REQUIREMENT
The reply must contain all of the records, unchanged.

"""

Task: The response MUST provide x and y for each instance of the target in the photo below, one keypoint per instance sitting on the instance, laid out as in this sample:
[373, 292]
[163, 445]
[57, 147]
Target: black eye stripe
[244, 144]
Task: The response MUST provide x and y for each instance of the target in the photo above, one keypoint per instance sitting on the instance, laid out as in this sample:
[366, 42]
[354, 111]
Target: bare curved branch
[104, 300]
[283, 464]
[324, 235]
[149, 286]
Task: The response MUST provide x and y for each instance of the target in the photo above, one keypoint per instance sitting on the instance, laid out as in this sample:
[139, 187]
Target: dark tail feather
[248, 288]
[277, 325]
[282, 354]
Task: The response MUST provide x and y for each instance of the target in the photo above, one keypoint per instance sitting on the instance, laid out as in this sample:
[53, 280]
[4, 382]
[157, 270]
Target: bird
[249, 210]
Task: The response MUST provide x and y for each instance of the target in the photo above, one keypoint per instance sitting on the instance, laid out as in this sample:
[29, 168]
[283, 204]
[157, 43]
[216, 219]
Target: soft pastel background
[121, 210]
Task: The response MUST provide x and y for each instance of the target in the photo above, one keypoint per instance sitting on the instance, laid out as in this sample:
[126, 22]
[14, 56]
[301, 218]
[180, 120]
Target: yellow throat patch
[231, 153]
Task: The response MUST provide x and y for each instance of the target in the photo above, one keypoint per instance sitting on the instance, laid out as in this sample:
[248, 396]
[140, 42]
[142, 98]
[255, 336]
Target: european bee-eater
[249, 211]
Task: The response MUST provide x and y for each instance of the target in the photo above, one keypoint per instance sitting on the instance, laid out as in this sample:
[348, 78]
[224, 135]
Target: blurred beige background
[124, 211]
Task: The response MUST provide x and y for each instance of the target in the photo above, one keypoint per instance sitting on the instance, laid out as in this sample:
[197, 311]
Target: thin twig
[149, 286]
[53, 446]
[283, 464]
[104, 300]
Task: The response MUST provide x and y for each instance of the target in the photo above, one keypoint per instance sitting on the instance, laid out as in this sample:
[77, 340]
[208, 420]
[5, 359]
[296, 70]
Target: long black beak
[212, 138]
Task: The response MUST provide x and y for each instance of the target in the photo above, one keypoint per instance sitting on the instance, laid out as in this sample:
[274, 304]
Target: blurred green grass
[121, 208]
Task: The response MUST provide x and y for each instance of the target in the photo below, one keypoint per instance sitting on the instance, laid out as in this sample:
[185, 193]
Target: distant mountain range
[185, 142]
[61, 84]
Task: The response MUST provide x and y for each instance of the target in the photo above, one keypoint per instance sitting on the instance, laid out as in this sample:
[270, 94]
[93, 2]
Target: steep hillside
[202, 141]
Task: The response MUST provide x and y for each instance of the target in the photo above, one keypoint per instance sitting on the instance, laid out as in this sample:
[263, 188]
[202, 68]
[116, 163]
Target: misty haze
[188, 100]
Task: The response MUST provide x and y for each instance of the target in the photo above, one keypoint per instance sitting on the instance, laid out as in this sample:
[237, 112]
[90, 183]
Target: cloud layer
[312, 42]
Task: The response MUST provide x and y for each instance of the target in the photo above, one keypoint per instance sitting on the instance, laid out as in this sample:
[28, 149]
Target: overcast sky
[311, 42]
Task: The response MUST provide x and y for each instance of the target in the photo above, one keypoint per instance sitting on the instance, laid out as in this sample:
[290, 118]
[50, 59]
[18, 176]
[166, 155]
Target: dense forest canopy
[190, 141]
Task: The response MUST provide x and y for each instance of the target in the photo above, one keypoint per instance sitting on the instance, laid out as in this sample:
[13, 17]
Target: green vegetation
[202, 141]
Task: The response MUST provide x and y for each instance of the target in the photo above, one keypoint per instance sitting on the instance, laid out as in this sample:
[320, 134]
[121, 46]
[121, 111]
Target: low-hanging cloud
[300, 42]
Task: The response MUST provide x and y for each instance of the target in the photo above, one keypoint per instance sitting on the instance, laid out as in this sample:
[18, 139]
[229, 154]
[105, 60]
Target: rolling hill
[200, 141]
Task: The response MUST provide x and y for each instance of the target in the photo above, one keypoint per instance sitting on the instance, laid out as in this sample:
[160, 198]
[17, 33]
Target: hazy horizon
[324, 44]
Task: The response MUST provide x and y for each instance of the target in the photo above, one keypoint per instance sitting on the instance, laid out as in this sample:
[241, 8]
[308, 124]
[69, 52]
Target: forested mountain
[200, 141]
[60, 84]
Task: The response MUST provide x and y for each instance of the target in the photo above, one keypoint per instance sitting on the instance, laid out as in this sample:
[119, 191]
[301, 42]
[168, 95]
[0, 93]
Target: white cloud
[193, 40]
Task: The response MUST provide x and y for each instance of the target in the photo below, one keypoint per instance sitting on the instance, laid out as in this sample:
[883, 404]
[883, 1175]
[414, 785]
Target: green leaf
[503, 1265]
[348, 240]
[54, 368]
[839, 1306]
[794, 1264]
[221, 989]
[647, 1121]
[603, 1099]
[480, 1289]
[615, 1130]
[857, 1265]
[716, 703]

"""

OUTPUT BELOW
Task: The response MUST provide x and y for each instance of the target in the photo below, one keypoint per instance sitting on the instance, laid out as in this sample:
[373, 292]
[163, 445]
[57, 147]
Target: black eye stripe
[244, 144]
Task: The response MUST provide x and y for each instance of the target in the photo above, one keypoint per instance sitting on the instance, laid out as in this sample:
[366, 42]
[354, 111]
Target: bare curved branch
[104, 300]
[283, 464]
[324, 235]
[149, 286]
Task: The response MUST provide x and y for each instance of the target in the photo above, one keypoint per instance sitting on the instance, laid out as in this sample:
[139, 187]
Target: dark tail feather
[248, 288]
[277, 325]
[282, 354]
Task: The response MUST provide x and y for each instance of the target in the photo above, one keypoint per instance sitting on the instance, laid out as in this sample:
[53, 280]
[4, 382]
[157, 270]
Target: bird
[249, 210]
Task: The response MUST provide x and y for each instance of the target in the photo above, one keypoint per instance sitting on the instance, laid out as in this sample:
[29, 168]
[283, 204]
[157, 43]
[216, 219]
Target: soft pastel background
[121, 210]
Task: The response MUST provide x and y for each instance of the target in the photo above, one keypoint per instance sitting on the instance, laid out as in this sample:
[126, 22]
[14, 56]
[301, 218]
[180, 120]
Target: yellow throat patch
[231, 153]
Task: The response MUST provide x and y for each instance of the target in the photo above, one keypoint per instance sitting on the instance, laid out as in this sample:
[248, 396]
[140, 42]
[142, 98]
[255, 336]
Target: european bee-eater
[249, 211]
Task: The response MUST provide x and y for each instance of the target in the photo above, one keypoint per instance sitting on the instance, laid out as in this sample:
[348, 78]
[224, 135]
Target: blurred beige background
[124, 211]
Task: The response MUST provide x and y for each instance of the target in the photo above, one keypoint per instance sitting on the instance, laid out as in this sample:
[197, 311]
Target: thin twig
[149, 286]
[53, 446]
[283, 464]
[104, 300]
Task: The response MUST provide x and y for each instance of the target in the photo above, one keypoint per instance sitting on the instance, laid out as in this sample:
[77, 340]
[208, 420]
[5, 359]
[296, 70]
Target: long black beak
[212, 138]
Task: The response MUST provide x and y for each instance of the target in the photo above, one keypoint per instance sitting on the instance, laid out as in this sample:
[274, 304]
Target: blurred green grass
[121, 208]
Task: The response MUST provide x and y for each instance of the target in the photo below, one keypoint per instance sitting on the instance, laid out as in this sample:
[185, 193]
Target: distant mountain range
[185, 142]
[61, 84]
Task: The response MUST provide x and y for each instance of the target in the photo above, one keypoint per instance sitting on the instance, laid out as in this sample:
[270, 94]
[93, 2]
Target: steep hillside
[202, 141]
Task: The response MUST provide x and y for each instance of the target in the photo above, one keypoint per instance sitting on the instance, laid out as in this sample:
[263, 188]
[202, 68]
[116, 163]
Target: misty haze
[188, 100]
Task: The response MUST provide x and y for each instance of the target in the photo above, one keypoint per instance sitting on the instance, laid out as in this sample:
[237, 112]
[90, 183]
Target: cloud layer
[312, 42]
Task: The response MUST provide x and y for each instance of the target in the photo above, one keypoint per instance sitting on the instance, laid out as in this sample:
[28, 149]
Target: overcast sky
[311, 42]
Task: The response MUST provide x and y for each instance of the target in the photo above, one keypoint per instance sitting on the instance, laid out as in this sample:
[290, 118]
[50, 59]
[18, 176]
[166, 155]
Target: dense forest canopy
[190, 141]
Task: The response MUST provide x and y for each instance of the target in the photo above, one keypoint per instance sitting on the instance, laid out as in this sample:
[13, 17]
Target: green vegetation
[202, 141]
Task: The response MUST provide x and y for each instance of the target in the photo above, one keypoint per instance sitting on the instance, laid out as in this sample:
[320, 134]
[121, 46]
[121, 111]
Target: low-hanging cloud
[300, 42]
Task: The response MUST provide x and y for each instance of the target in the photo above, one keypoint per instance sitting on the instance, laid out as in this sample:
[18, 139]
[229, 154]
[105, 60]
Target: rolling hill
[200, 141]
Task: The response MUST provide x and y for each instance of the target in the photo above, one keypoint per instance sitting on the instance, laid out as in this sample:
[160, 198]
[17, 33]
Target: hazy horizon
[324, 44]
Task: The response MUST provide x and y for each instance of the target in the photo above, one keypoint per instance sitting on the instance, laid out as in this sample:
[241, 8]
[308, 124]
[69, 52]
Target: forested mountain
[200, 141]
[60, 84]
Task: The response MUST provide x and y for each instance of the target in the photo above, one keypoint per instance sitting on the instance, laid out as in this sample:
[119, 191]
[301, 42]
[168, 95]
[0, 93]
Target: white cloud
[193, 40]
Task: The response MUST provide x and y for each instance of the target in the photo below, one keypoint per instance sitting on the instance, laid out as in this sample:
[883, 404]
[883, 1175]
[414, 785]
Target: green leaf
[503, 1265]
[348, 240]
[54, 368]
[839, 1306]
[794, 1264]
[221, 989]
[647, 1121]
[603, 1099]
[480, 1289]
[615, 1130]
[857, 1265]
[716, 703]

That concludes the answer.